Problem to solve
Quote each of the following rows verbatim, without altering a single character.

-- start --

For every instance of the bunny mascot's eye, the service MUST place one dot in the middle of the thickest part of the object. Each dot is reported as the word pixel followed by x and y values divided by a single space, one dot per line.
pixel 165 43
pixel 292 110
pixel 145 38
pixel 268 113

-- end --

Exercise solution
For every instance of the bunny mascot's eye, the service MUST place one dot in the middle of the thickest part of the object. Each dot is reported as the word pixel followed by x and y values divided by a single space, one dot per line.
pixel 165 43
pixel 292 110
pixel 145 38
pixel 268 113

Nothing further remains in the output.